:: Material shown ::
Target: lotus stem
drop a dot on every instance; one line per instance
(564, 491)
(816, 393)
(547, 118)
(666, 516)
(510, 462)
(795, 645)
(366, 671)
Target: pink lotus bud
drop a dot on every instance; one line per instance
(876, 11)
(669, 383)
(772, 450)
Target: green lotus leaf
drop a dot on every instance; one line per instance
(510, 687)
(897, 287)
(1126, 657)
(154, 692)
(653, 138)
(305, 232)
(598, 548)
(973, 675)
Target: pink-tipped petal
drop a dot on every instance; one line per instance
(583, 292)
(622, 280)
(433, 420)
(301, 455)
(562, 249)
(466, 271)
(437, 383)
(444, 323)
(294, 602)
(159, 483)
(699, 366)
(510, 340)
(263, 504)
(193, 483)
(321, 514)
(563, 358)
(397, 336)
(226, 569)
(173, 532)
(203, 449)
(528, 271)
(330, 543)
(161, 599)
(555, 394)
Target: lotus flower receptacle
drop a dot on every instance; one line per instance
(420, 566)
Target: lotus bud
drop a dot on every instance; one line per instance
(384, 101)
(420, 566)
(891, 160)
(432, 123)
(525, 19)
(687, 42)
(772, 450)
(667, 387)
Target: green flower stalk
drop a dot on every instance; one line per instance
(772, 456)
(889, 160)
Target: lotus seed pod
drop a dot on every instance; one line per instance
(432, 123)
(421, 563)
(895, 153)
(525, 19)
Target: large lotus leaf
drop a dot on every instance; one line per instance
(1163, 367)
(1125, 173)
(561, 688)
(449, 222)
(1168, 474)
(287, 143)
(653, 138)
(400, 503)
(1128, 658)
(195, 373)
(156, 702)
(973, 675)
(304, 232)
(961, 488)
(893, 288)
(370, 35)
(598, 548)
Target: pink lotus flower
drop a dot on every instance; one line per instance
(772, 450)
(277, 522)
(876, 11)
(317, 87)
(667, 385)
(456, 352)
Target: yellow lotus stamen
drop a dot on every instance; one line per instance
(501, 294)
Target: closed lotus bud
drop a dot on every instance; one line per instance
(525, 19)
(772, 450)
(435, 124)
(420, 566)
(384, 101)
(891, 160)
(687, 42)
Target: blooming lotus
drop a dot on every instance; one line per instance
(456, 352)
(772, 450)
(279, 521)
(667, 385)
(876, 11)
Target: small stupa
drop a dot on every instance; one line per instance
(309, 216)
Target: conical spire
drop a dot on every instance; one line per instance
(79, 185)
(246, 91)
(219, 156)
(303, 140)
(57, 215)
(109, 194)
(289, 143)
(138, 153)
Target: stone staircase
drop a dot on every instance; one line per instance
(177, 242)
:::
* [Prompt]
Using the entries above, determine how many lines include the string "lotus" and write only that number.

* [Answer to this problem]
11